Object location annotation data
++++++++

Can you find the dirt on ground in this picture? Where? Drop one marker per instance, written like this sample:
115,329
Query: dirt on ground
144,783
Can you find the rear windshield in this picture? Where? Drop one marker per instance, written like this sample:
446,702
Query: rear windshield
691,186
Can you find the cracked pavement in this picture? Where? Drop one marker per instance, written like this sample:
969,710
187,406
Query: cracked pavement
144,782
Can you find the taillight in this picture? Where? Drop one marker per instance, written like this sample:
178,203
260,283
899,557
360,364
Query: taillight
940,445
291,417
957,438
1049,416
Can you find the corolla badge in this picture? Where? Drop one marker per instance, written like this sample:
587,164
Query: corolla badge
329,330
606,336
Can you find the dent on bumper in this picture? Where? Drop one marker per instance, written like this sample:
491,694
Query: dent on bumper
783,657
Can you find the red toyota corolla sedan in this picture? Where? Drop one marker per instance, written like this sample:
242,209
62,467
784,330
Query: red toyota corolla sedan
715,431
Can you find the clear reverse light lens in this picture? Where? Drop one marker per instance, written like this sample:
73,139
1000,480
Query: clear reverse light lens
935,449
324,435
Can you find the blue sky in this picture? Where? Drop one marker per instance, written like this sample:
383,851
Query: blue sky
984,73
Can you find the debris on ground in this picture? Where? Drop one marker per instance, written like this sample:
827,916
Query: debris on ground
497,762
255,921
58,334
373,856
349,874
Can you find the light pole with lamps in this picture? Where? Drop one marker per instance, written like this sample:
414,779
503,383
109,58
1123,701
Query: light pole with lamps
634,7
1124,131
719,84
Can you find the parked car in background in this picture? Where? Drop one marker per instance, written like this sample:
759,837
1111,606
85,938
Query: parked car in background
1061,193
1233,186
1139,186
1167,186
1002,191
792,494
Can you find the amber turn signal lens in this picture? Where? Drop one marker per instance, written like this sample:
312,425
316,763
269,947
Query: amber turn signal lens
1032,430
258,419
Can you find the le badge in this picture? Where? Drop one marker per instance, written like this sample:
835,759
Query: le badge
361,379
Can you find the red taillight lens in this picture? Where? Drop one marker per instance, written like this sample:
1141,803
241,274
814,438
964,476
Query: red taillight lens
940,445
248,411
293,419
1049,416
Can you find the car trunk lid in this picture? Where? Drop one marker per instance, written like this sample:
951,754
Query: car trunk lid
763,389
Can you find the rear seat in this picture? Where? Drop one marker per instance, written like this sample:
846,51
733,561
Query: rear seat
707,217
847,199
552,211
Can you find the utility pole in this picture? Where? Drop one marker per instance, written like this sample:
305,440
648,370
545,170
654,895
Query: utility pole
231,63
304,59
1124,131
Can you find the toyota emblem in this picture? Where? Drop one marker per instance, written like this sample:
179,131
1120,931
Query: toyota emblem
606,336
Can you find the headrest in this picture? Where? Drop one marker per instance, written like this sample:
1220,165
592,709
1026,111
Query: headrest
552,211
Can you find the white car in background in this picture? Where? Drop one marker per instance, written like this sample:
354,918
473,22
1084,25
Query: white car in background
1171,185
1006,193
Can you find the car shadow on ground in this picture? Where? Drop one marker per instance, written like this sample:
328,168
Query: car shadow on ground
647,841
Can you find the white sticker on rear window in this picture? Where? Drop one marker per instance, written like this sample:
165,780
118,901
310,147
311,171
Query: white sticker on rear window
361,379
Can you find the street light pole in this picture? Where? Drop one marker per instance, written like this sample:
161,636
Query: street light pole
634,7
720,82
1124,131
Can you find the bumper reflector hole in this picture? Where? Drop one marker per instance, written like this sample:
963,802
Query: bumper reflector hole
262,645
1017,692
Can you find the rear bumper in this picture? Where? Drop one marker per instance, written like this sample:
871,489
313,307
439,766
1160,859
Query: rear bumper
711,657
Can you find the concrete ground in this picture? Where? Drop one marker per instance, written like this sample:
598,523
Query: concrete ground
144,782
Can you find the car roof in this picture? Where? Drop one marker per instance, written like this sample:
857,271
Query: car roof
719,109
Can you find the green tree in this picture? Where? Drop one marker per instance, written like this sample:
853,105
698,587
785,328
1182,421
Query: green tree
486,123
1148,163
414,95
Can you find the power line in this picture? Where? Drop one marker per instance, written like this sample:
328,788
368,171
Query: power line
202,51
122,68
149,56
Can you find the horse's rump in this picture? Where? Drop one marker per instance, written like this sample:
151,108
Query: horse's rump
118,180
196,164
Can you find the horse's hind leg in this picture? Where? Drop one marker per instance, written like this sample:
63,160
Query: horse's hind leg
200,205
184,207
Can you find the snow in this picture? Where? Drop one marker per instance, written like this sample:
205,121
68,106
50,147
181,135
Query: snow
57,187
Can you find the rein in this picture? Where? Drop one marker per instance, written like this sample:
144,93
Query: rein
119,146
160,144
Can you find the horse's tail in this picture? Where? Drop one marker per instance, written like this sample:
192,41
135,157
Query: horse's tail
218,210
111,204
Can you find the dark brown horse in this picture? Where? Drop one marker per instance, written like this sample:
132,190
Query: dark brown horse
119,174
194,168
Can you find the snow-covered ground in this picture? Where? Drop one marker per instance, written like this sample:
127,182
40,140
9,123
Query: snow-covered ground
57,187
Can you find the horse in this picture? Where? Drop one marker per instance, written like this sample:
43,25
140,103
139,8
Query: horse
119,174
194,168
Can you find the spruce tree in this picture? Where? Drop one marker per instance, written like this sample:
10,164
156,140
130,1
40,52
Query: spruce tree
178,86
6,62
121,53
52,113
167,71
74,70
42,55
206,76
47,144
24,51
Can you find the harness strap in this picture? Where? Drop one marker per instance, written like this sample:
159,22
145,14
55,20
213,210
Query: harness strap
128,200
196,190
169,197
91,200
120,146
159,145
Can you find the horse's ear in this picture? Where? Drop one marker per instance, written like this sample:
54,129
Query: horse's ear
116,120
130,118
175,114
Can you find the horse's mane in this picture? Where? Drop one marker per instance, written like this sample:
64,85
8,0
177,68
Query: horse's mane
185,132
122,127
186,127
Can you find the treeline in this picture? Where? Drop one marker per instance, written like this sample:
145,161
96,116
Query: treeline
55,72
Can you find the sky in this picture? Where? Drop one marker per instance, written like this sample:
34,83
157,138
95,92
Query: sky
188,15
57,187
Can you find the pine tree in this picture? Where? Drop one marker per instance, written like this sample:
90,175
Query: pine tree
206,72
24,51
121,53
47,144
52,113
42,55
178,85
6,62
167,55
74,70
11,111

++++++++

■ EXERCISE
Repeat the material above in full, exactly as it stands.

■ WRITTEN REPLY
Can you find the dirt on ground in this picture? Where? Drop one marker per instance, written like this sample:
115,329
Query: dirt on ground
144,783
Can you find the rear windshield in this picture? Where? Drop one marker per instance, written like this sample:
446,702
Query: rear windshield
691,186
Can you find the cracked pavement in this picture? Where? Drop one marker per instance, written like this sample:
969,710
187,406
Query: cracked pavement
144,782
Can you find the taillight in this picture? Where? Drop one marker per instance, written like this sample:
178,203
260,283
899,557
360,364
Query: taillight
940,445
291,417
957,438
1049,416
Can you find the corolla badge in this picture? Where? Drop one marker per instance, written like this sample:
587,164
Query: corolla badge
329,330
606,336
Can you find the dent on bumper in this picture? Where? Drop one marker per instance, written like this sample:
491,694
Query: dent on bumper
783,657
Can you find the red toyota corolla sedan in this picture? Where? Drop one marker per instance, written like this sample:
242,209
62,467
784,330
Query: red toyota corolla sedan
715,431
Can you find the clear reverse light lens in this picture? Where? Drop one marker per instance, written like this sample:
73,139
1000,480
Query: clear reverse light lens
935,449
324,435
Can you find the blue sky in this picture? Where? Drop one marker per instance, written like this sample:
383,851
Query: blue sky
984,73
Can you find the debris on ground in this picture? Where? Drop one marker per instance, written like this sample:
827,916
Query: debris on ground
497,762
255,921
58,334
373,856
349,874
Can you find the light pole with lamps in this picture? Where? Drop one marker per instance, written like this sample:
414,779
503,383
109,58
1123,701
Query: light pole with lamps
634,7
1124,131
719,84
Can you find the parked car in background in this picture? Where? Drop one marker per instance, written like this sample:
759,837
1111,606
85,938
Query: parked car in background
1061,193
1233,186
1139,186
1167,186
1002,191
792,494
Can you find the amber turn signal lens in this picture? Where? Drop one marker per instance, written like this sample:
312,425
316,763
269,947
Query: amber turn signal lens
1032,430
258,419
Can you find the le badge in this picture? Where? Drop one marker per instance, written like this sample:
835,759
Query: le badge
361,379
Can you find the red taillight lens in this picture? Where? Drop one marker per instance, written like this sample:
1141,803
241,274
814,438
964,476
Query: red taillight lens
940,445
248,411
293,419
1049,416
Can you find the car trunk lid in this picture? Where? Drop one marker per instance, written like this sample:
951,754
Query: car trunk lid
763,389
Can you find the rear seat in this picture? Where? Drop one marker per instance, written like this sample:
846,51
733,561
Query: rear seat
707,217
847,199
552,211
Can you find the utility pole in this picture? Where? Drop one marker per instance, written like this sample:
305,440
648,370
545,170
654,895
Query: utility pole
231,63
304,59
1124,131
Can you find the toyota emblem in this picture? Where? Drop one marker per instance, written like this sample:
179,131
1120,931
Query: toyota emblem
606,336
Can you find the headrest in this picture? Where? Drop one marker per instance, written like this sample:
1220,165
592,709
1026,111
Query: headrest
552,211
Can you find the white car in background in this picture? Where? Drop one marker per instance, written like this sample:
354,918
473,22
1084,25
Query: white car in background
1171,185
1006,193
Can you find the car shadow on ground in this picture? Where? Drop one marker per instance, written like this sample:
328,168
Query: car shadow on ground
647,841
Can you find the white sticker on rear window in this picture? Where? Drop one marker per instance, written like this sample:
165,780
118,901
310,147
311,171
Query: white sticker on rear window
361,379
Can you find the street light pole in this picture? Where? Drop one marker per instance, written like this sample:
161,636
Query: street light pole
634,7
720,82
1124,131
Can you find the bumper reflector hole in this picture? Where? Drop one marker per instance, written like this sample:
963,802
Query: bumper reflector hole
262,645
1017,692
Can you find the rear bumper in this picture? Where? Drop one marker per instance, written like this sample:
871,489
313,307
439,766
1160,859
Query: rear bumper
711,657
Can you find the concrete ground in this picture? Where? Drop one marker per instance, written like this sample:
598,523
Query: concrete ground
144,782
Can you find the car roof in this picture? Where? Drop one marker per instance, written like this sample:
857,271
Query: car roof
719,109
Can you find the green tree in this picture? Where? Drop one marker per instance, written like this sample:
853,105
698,587
785,328
1182,421
Query: green tree
486,123
1148,163
414,95
Can you find the power line in this picture? Where? Drop one marker per instance, written like this sample:
328,788
368,171
Query: power line
202,51
122,68
149,56
Can you find the horse's rump in this picture? Where? Drop one marker per instance, written like this sample:
151,108
Query: horse's rump
118,180
196,164
Can you find the horse's hind leg in this picture? Where? Drop one marker per instance, written like this sample:
63,160
Query: horse's hind leg
200,205
184,207
Can you find the snow in this picture? Where? Drop one marker per instance, written like this sample:
205,121
68,106
50,147
181,135
Query: snow
57,187
Can you find the rein in this picture? Where? Drop one marker per instance, written like this sample:
144,93
Query: rein
119,146
160,144
Can you find the horse's tail in this picture? Where? Drop one marker per instance, written like this sample:
192,41
135,157
Query: horse's tail
218,210
111,204
Can you find the dark brown horse in this picture? Where? Drop one marker per instance, written like this sample:
132,190
Query: dark brown horse
119,174
194,168
Can you find the snow-covered ground in this picture? Where? Drop one marker per instance, written like this sample:
127,182
40,140
9,123
Query: snow-covered ground
57,187
Can you find the horse in this picture? Where? Drop one marker per instance, written like this sample:
43,25
140,103
139,8
Query: horse
119,174
194,168
Can you find the spruce tree in this picture? Where? Drop one marker per instance, written like this sample:
10,164
156,140
130,1
40,52
Query: spruce tree
178,86
6,62
121,53
52,113
167,71
74,70
42,55
206,76
47,144
24,51
Can you find the harness strap in this picture? Where? Drop one marker per instance, written like this sample:
159,22
145,14
55,20
213,210
Query: harness strap
128,200
196,190
169,197
91,200
120,146
159,145
Can you find the horse's ear in this picture? Where? Drop one marker per instance, written like this sample:
54,129
Query: horse's ear
116,120
130,118
175,114
Can you find the horse's mane in this picture? Where? Drop one marker per instance, written like this sample:
64,85
8,0
177,68
Query: horse's mane
185,132
122,127
186,127
Can you find the treeline in this picture? Where? Drop one marker per instance, written like this sample:
145,161
96,116
Query: treeline
55,72
Can you find the sky in this picture? Where? Drop one marker per instance, written like this sample:
34,83
157,138
95,92
Query: sky
188,15
57,187
Can you find the pine tree in this picture? Where? Drop one marker per instance, written like this sample:
90,175
Query: pine tree
206,72
24,51
121,53
47,144
52,113
42,55
178,85
6,62
167,55
74,70
11,111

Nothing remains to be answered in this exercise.